• [EXERCISE] Write out every line of the material exactly as it appears.

• [EXERCISE MATERIALS]
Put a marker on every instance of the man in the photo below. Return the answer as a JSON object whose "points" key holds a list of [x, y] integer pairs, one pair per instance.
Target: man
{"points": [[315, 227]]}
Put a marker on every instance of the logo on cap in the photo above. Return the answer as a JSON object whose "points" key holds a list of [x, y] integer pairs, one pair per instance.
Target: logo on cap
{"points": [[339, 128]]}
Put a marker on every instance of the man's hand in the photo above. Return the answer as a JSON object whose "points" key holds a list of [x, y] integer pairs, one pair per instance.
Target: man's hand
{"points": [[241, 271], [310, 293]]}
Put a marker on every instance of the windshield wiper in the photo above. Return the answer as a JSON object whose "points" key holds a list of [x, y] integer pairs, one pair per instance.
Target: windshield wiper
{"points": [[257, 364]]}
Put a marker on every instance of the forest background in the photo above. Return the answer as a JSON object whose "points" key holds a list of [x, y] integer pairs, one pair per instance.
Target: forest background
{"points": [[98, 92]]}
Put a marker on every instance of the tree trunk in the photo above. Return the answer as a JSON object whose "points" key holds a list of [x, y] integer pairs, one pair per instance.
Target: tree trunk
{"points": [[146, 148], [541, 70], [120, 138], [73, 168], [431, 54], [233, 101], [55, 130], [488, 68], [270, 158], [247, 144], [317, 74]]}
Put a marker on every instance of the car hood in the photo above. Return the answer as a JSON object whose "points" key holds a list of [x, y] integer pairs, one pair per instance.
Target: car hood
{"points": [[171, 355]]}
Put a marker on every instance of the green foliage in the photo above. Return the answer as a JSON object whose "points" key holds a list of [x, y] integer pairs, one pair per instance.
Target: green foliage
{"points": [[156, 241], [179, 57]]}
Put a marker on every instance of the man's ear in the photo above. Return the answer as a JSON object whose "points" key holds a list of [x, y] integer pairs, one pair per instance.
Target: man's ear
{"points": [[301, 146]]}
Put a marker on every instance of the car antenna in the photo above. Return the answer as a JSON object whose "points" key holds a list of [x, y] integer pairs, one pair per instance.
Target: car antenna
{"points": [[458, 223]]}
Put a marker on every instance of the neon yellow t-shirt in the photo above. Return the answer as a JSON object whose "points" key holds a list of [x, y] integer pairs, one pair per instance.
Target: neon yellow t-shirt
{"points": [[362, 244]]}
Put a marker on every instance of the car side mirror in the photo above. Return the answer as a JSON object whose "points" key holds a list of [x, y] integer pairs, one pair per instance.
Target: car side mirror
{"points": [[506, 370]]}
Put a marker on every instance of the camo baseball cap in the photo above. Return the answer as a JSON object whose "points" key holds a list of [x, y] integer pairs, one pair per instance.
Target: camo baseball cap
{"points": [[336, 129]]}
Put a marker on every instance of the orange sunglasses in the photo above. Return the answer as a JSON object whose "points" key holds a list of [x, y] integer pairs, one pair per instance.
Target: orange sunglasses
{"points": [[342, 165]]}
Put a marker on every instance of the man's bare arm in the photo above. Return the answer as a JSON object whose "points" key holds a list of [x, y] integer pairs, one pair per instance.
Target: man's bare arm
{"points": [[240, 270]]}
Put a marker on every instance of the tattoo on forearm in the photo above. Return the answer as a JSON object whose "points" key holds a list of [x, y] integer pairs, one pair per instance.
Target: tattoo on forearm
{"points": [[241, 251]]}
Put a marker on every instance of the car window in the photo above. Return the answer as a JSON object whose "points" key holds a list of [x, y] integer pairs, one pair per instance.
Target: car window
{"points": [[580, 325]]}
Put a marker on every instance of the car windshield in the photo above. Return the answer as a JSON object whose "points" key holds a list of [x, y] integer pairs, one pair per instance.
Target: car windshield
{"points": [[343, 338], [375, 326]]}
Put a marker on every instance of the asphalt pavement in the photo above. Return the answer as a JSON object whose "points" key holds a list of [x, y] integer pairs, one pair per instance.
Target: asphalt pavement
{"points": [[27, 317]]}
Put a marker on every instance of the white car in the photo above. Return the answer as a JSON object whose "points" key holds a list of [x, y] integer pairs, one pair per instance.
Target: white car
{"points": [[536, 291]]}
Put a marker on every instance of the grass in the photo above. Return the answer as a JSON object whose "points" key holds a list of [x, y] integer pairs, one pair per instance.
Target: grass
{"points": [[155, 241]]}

• [WRITTEN RESPONSE]
Put a marker on every instance of the man in the photo below. Return the answer as a JSON object whose "points" key holds a list of [x, y] integer pairs, one pair per instance.
Target: man
{"points": [[315, 227]]}
Put a marker on every instance of the logo on cap in the photo above. Return the answer as a JSON object whose "points" key holds a list of [x, y] integer pairs, one pair per instance.
Target: logo on cap
{"points": [[339, 128]]}
Put a marker on every instance of the man's hand in the photo above. Return the answer as a JSON object whose "points" key holds a list of [x, y] integer pairs, one pair per instance.
Target: man's hand
{"points": [[241, 271], [310, 293]]}
Put a marker on every instance of the windshield wiper in the photo above. Return the answer as a JSON object whose "points" key holds a list of [x, y] integer pairs, one pair per instance.
Target: windshield wiper
{"points": [[257, 364]]}
Put a marker on every instance of the forest background in the photo above. Return the answer as a JSON object whose "points" key holds a list of [x, y] integer pairs, one pair per instance.
Target: forest background
{"points": [[98, 92]]}
Put a marker on every instance of the tree trunk in the photo above. Return the answer as a JSON object whose "points" key holds a list of [x, y] integer pairs, one pair per instance.
Target: tree trunk
{"points": [[146, 148], [541, 70], [120, 138], [73, 168], [431, 54], [233, 101], [55, 130], [488, 68], [270, 158], [247, 144], [317, 74]]}
Put a marker on every instance of the car hood in the photo above. Return the answer as a JSON object whose "points" key holds a list of [x, y] integer pairs, one pair per instance.
Target: car hood
{"points": [[171, 355]]}
Put a marker on every instance of the green foliage in the photo above. Return the answer as a JSON object whose "points" key holds a list of [x, y] integer pairs, one pair per instance.
Target: green foliage
{"points": [[156, 241], [179, 57]]}
Put a marker on every instance of the man's ear in the photo above. Return the answer as a JSON object whose "points" key holds a list of [x, y] integer pairs, one pair per instance.
Target: man's ear
{"points": [[301, 146]]}
Put a marker on every instance of the car antenna in the photo above. Return the answer as a JSON object whose "points" key holds a list of [x, y] integer pairs, one pair per instance.
Target: car antenna
{"points": [[458, 223]]}
Put a marker on every instance of the neon yellow t-shirt in the photo above. Return the answer as a JSON object whose "points" key holds a list of [x, y] integer pairs, one pair per instance.
Target: neon yellow t-shirt
{"points": [[362, 244]]}
Put a marker on every instance of the car side mirror in the photo above. Return the answer as a JSON object whose "points" key holds a list of [x, y] integer pairs, one pair per instance.
Target: car side mirror
{"points": [[506, 370]]}
Put a marker on every instance of the camo baseball cap in the photo above. Return the answer as a JSON object whose "points" key holds a list of [x, y] integer pairs, one pair per instance.
Target: camo baseball cap
{"points": [[336, 129]]}
Put a marker on every instance of the orange sunglasses in the photo above. Return the answer as a JSON object whose "points" key holds a list of [x, y] integer pairs, one pair per instance.
Target: orange sunglasses
{"points": [[342, 165]]}
Put a marker on every instance of the man's bare arm in the photo above. Return the answer as a JSON object whose "points" key holds a list of [x, y] integer pairs, one pair per instance.
Target: man's bare arm
{"points": [[240, 270]]}
Put a marker on every instance of the tattoo on forearm in the photo above. Return the answer as a JSON object whose "points" key holds a list of [x, y] integer pairs, one pair per instance.
Target: tattoo on forearm
{"points": [[241, 251]]}
Put a marker on every instance of the car window in the photo above. Return the answer as a JSON object whose "points" key holds a list of [x, y] integer pairs, one pair per instance.
Target: car window
{"points": [[580, 325]]}
Put a marker on every instance of the car windshield in the photo above. Return the answer as a JSON object whose "points" key holds a list of [x, y] integer pairs, one pair per instance.
Target: car windshield
{"points": [[343, 338], [375, 326]]}
Put a marker on every instance of the asphalt pavement in the photo above. Return the answer as a JSON object whose "points" key holds a list of [x, y] integer pairs, one pair per instance.
Target: asphalt pavement
{"points": [[27, 317]]}
Put a marker on every instance of the white car in the photo above. Return the answer as a JSON object whose "points" key holds a list of [x, y] integer pairs, one pair per instance.
Target: white car
{"points": [[536, 291]]}
Put a marker on every instance of the grass in the photo above. Return the answer as a JSON object whose "points" key holds a list of [x, y] integer pairs, one pair per instance.
Target: grass
{"points": [[155, 241]]}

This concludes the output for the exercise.